Consigne:
Rédigez la suite du texte consacré aux permis d'immersion en mer, en reprenant après sa dernière phrase.

Passage fourni:
————————
9. Lors de la délivrance d'un permis d'immersion, les Parties contractantes s'efforcent de déterminer s'il existe une base scientifique adéquate pour évaluer, suivant les dispositions qui précèdent, et compte tenu des variations saisonnières, les conséquences d'une immersion dans la zone concernée.
C . - Considérations et circonstances générales🔗
1. Effets éventuels sur les zones d'agrément (tels que présence de matériaux flottants ou échoués, turbidité, odeurs désagréables, décoloration, écume).
2. Effets éventuels sur la faune et la flore marines, la pisciculture et la conchyliculture, les réserves poissonnières et les pêcheries, la récolte et la culture d'algues.
————————
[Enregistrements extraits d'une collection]
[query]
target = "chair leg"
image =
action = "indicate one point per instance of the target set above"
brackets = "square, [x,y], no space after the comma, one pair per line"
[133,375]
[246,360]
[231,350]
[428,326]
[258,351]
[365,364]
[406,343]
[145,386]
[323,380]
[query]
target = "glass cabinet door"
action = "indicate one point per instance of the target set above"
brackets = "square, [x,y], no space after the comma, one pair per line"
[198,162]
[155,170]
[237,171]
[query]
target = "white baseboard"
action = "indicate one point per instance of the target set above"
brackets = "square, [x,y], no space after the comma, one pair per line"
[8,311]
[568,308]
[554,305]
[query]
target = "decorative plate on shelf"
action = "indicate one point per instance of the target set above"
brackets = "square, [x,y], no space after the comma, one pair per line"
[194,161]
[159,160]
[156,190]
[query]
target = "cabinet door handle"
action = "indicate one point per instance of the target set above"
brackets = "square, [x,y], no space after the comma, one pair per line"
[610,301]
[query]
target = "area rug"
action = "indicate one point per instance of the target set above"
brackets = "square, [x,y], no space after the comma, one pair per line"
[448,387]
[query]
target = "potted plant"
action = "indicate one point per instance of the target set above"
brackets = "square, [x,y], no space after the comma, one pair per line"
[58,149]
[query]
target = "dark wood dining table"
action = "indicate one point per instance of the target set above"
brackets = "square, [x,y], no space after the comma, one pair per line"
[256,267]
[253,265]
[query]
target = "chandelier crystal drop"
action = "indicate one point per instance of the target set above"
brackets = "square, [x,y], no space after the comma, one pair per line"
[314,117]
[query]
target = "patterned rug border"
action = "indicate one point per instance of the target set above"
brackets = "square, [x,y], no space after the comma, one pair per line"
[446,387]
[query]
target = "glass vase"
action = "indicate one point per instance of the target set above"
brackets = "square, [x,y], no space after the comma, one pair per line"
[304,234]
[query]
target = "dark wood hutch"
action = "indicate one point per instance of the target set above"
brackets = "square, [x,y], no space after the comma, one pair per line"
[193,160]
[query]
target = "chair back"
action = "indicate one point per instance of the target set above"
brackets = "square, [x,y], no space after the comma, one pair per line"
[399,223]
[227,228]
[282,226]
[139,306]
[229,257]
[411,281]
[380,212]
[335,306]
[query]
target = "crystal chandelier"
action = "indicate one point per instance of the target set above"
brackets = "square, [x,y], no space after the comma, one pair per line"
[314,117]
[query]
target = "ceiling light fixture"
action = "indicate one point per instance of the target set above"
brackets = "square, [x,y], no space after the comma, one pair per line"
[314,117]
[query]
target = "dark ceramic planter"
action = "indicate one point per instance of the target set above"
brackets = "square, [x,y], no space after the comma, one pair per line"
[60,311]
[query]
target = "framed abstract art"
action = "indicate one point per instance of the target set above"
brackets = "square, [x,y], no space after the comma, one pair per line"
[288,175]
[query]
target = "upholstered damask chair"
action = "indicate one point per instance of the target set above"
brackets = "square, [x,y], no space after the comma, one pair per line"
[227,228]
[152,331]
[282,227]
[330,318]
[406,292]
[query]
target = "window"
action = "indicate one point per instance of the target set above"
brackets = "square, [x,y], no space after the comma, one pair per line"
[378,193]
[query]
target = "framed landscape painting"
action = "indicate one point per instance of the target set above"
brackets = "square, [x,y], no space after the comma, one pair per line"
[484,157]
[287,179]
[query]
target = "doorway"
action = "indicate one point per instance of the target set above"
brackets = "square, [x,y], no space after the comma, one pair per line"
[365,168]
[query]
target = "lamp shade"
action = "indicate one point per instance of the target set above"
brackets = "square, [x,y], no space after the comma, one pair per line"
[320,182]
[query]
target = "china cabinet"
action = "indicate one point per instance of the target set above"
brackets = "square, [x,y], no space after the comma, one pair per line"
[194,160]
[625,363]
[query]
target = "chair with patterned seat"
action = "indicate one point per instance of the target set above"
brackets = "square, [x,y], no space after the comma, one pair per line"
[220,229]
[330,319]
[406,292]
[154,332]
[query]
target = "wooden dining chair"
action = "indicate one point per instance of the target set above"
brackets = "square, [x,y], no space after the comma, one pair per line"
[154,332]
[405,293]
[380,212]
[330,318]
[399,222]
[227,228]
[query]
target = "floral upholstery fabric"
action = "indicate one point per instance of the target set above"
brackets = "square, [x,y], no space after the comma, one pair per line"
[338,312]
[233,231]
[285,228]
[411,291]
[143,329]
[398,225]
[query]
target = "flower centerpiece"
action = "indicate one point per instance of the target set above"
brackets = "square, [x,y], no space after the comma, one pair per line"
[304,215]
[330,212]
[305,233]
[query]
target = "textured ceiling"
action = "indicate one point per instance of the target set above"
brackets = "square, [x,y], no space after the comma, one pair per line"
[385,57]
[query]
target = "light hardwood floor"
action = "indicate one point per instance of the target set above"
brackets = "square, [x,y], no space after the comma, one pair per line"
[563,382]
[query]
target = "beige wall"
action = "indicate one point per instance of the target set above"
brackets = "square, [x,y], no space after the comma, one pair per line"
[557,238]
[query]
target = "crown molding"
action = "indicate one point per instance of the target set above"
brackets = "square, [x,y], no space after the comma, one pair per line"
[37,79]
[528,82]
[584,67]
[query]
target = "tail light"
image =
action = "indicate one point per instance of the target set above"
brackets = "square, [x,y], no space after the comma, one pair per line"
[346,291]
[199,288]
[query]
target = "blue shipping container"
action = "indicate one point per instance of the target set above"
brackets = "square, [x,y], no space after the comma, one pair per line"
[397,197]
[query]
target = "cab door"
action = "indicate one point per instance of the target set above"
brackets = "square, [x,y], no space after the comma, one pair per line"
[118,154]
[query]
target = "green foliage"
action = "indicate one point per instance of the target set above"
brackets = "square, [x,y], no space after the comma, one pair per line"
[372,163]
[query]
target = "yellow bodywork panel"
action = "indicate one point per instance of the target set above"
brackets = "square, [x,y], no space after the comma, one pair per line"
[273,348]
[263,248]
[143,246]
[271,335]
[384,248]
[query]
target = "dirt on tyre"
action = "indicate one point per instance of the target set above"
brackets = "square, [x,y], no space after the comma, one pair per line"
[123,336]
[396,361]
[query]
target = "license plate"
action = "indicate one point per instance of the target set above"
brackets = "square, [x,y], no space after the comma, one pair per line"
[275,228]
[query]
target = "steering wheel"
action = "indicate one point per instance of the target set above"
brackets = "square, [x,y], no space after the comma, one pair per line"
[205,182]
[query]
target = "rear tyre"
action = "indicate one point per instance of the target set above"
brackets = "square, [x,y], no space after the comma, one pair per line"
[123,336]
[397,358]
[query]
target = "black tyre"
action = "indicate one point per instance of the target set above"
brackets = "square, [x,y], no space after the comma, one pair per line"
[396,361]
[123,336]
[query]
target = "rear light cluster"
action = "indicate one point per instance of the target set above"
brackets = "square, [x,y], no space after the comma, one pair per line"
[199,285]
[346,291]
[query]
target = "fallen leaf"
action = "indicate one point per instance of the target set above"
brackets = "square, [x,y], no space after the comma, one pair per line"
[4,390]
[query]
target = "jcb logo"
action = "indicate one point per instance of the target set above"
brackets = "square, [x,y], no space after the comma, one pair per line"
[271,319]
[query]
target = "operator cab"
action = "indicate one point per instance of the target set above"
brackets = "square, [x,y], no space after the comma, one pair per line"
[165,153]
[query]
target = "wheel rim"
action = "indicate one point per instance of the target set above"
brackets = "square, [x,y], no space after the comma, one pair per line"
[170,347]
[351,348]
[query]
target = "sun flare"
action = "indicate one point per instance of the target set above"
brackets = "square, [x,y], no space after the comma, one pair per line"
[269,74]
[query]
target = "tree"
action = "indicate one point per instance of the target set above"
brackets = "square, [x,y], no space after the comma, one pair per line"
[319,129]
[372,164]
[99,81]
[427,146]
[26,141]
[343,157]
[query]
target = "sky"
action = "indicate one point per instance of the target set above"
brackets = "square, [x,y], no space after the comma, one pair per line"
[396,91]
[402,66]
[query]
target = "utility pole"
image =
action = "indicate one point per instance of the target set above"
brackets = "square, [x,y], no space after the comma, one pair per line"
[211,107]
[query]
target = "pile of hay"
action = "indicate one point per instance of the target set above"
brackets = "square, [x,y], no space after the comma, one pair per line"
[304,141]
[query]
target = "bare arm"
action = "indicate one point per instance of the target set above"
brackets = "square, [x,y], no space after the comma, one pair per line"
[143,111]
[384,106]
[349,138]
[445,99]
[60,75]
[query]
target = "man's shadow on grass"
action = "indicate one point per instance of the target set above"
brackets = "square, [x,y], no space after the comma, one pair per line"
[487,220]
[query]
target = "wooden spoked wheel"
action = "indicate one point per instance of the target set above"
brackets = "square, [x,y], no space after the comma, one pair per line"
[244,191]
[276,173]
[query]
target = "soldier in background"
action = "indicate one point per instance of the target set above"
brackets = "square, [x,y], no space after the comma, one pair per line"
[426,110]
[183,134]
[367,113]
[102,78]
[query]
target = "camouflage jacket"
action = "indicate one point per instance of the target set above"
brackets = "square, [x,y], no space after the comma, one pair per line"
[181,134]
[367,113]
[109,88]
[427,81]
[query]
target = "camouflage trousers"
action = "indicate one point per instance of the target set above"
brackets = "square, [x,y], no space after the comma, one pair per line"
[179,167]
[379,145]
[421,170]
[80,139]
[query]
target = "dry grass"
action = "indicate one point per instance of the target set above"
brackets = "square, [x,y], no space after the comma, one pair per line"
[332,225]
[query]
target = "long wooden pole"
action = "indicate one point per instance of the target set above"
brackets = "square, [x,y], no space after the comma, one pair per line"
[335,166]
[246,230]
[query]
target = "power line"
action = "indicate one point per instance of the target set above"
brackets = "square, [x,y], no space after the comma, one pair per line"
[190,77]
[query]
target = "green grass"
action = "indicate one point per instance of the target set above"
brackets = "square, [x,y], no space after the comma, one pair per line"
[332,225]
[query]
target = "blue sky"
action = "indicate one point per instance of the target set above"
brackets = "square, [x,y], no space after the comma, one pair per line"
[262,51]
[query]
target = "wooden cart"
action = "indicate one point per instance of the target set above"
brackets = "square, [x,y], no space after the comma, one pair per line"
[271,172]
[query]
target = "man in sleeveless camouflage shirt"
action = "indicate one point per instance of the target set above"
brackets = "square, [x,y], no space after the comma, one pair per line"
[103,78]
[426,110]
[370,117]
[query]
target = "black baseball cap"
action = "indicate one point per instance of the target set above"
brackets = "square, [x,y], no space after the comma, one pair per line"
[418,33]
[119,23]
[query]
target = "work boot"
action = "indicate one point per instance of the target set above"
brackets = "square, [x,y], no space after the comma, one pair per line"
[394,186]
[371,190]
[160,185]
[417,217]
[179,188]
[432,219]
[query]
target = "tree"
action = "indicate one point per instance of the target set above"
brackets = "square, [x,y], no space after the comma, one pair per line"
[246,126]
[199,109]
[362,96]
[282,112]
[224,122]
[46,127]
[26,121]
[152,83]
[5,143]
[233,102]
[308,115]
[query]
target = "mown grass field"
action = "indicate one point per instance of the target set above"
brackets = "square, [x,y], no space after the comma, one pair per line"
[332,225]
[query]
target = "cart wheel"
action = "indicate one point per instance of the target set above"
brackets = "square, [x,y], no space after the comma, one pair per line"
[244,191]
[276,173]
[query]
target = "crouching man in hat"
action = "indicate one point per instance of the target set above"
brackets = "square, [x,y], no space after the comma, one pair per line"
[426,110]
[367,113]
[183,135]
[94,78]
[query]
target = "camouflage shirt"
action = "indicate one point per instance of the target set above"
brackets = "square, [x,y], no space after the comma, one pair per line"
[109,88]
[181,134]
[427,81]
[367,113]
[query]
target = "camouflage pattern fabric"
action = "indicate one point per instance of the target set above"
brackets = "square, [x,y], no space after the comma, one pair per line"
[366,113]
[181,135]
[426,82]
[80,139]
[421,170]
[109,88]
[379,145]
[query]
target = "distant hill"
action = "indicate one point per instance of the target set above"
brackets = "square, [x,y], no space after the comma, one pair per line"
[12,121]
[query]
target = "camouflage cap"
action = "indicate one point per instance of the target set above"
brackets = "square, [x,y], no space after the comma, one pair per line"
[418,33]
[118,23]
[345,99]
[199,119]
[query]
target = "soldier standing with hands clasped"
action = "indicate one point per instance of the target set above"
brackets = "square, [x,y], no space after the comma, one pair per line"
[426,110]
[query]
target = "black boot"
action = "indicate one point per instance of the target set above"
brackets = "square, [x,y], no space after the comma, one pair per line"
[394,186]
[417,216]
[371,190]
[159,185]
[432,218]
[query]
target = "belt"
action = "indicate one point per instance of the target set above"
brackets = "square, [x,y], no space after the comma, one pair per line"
————————
Réponse attendue:
3. Effets éventuels sur les autres utilisations de la mer (tels que : altération de la qualité de l'eau pour des usages industriels, corrosion sous-marine des ouvrages en mer. Perturbation du fonctionnement des navires par les matières flottantes, entraves à la pêche et à la navigation dues au dépôt de déchets ou d'objets solides sur le fond de la mer et protection de zones d'une importance particulière du point de vue scientifique ou de la conservation).
4. Possibilités pratiques de recourir sur la terre ferme à d'autres méthodes de traitement, de rejet ou d'élimination, ou à des traitements réduisant la nocivité des matières avant leur immersion en mer.